Location identification entries
****
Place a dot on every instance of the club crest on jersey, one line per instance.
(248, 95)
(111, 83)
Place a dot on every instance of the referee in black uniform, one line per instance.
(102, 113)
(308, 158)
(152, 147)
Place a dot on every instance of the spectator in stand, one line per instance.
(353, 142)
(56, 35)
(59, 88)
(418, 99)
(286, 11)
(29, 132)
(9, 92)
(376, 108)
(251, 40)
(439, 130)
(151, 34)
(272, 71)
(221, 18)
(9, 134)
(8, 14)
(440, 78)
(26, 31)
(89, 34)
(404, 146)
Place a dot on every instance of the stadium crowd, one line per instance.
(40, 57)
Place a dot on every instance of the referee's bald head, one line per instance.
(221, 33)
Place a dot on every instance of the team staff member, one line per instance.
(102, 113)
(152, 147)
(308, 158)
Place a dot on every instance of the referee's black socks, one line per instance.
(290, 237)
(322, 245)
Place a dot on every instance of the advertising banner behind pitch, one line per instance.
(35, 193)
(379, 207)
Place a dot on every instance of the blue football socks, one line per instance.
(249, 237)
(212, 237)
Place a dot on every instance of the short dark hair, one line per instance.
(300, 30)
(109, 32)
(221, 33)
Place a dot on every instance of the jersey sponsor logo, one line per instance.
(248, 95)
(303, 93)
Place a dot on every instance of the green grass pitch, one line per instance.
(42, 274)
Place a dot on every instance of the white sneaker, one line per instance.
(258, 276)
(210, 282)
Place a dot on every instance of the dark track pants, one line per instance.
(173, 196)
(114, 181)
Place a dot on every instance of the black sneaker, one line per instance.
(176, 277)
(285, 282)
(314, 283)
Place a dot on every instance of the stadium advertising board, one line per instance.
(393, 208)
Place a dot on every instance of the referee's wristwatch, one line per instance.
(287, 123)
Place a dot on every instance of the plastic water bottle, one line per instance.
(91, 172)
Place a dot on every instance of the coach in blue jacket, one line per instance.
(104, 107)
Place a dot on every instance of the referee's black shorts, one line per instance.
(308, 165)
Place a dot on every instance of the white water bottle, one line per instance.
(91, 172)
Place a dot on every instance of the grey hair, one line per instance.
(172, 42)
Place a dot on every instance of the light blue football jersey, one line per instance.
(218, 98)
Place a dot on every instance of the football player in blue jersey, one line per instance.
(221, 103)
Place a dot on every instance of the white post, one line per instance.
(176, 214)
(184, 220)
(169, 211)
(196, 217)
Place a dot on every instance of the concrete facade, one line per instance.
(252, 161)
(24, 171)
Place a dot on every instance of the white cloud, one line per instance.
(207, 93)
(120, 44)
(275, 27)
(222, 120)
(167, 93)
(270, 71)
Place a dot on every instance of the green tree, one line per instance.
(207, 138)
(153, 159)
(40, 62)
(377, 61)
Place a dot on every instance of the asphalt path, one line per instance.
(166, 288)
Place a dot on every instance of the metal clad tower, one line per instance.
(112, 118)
****
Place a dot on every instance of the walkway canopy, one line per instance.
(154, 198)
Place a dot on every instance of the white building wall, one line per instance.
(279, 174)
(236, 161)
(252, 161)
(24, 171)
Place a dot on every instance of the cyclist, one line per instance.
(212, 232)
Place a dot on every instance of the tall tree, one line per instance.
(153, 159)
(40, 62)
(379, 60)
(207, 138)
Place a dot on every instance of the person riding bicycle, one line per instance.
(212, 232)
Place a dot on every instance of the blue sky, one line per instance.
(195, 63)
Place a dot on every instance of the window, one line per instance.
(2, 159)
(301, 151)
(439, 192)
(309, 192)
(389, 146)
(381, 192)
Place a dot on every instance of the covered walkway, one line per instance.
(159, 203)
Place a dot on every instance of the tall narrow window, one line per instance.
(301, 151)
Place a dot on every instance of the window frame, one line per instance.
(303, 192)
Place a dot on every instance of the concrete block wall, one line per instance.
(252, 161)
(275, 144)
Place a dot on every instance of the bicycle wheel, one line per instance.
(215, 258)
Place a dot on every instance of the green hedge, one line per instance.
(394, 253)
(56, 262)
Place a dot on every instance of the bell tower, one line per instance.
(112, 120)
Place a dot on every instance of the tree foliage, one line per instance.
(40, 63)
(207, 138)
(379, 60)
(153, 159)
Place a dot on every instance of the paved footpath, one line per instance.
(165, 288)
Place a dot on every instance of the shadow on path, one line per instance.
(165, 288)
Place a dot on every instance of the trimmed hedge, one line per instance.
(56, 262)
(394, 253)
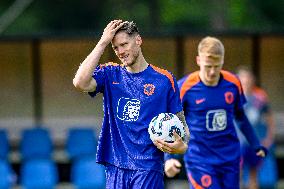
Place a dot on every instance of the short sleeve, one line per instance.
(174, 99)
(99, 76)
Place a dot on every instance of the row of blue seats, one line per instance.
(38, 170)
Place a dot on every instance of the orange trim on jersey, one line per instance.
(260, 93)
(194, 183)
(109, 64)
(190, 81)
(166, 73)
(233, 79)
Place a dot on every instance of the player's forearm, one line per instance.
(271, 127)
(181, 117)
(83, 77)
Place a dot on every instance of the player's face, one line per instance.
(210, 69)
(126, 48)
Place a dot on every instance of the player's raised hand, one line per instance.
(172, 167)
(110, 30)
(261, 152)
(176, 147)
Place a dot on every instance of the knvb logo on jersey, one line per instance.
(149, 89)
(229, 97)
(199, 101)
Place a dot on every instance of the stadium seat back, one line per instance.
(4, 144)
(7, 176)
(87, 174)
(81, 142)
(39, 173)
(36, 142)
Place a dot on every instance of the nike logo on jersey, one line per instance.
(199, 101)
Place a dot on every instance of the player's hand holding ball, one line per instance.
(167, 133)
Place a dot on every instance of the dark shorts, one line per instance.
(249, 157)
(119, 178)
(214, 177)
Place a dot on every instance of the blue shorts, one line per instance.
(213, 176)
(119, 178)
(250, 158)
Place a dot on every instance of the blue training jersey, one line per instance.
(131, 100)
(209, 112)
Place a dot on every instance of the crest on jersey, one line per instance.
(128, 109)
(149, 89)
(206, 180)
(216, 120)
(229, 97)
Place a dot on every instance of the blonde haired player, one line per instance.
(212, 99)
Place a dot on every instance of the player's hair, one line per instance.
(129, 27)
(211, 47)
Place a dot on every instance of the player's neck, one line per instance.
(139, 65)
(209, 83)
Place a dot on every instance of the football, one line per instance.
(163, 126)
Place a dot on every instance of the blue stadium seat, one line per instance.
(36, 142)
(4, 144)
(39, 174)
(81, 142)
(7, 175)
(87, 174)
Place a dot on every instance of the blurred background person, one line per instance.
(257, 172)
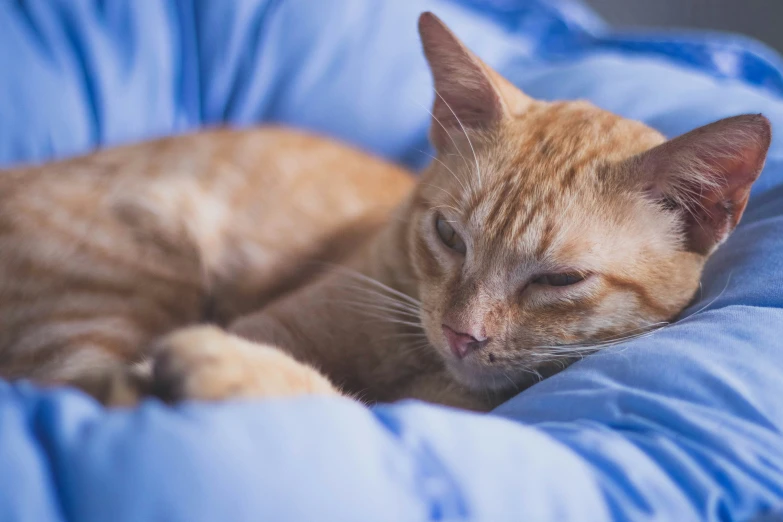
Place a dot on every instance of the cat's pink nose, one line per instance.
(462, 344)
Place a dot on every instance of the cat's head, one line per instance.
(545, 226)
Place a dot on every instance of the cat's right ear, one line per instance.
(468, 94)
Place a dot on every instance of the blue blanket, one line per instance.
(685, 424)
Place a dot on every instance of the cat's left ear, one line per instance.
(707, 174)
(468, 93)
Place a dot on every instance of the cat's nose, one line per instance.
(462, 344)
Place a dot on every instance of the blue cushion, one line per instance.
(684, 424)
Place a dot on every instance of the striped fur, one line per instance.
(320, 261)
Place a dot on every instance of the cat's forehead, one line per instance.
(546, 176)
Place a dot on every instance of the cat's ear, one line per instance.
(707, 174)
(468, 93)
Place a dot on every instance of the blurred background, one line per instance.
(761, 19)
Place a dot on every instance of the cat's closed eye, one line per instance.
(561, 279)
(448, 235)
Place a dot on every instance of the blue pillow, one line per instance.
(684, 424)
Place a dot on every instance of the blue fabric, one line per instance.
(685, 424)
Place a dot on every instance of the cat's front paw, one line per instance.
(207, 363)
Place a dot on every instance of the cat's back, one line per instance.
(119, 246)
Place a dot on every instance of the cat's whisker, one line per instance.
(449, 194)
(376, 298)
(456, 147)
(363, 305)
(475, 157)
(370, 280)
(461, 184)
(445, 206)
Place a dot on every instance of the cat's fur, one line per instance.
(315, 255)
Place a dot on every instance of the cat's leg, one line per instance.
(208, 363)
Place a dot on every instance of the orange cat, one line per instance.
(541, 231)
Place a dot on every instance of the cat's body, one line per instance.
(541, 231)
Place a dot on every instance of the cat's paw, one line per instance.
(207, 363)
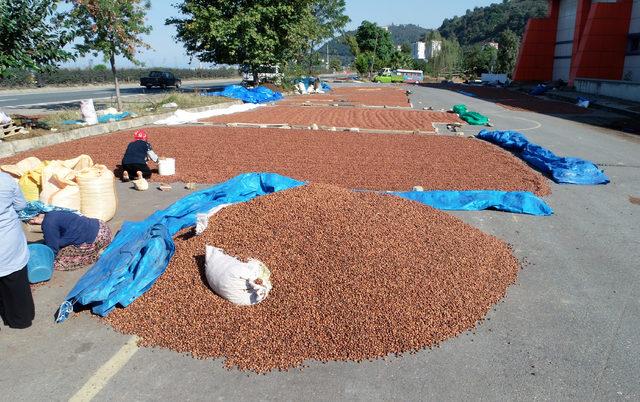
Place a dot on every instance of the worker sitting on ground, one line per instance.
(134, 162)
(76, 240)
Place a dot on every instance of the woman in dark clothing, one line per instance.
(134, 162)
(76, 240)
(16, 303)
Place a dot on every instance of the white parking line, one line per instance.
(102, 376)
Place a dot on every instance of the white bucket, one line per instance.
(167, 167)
****
> _WHAT THIS TASK INVOLVES_:
Which lines in the entries above contain the word "pitch"? Extract each such line, treating case as significant.

> _EXERCISE SOLUTION_:
Place a dot on every instance of the advertising banner behind pitch, one line per instance.
Place a dot on every instance of the green grass pitch, one line per instance.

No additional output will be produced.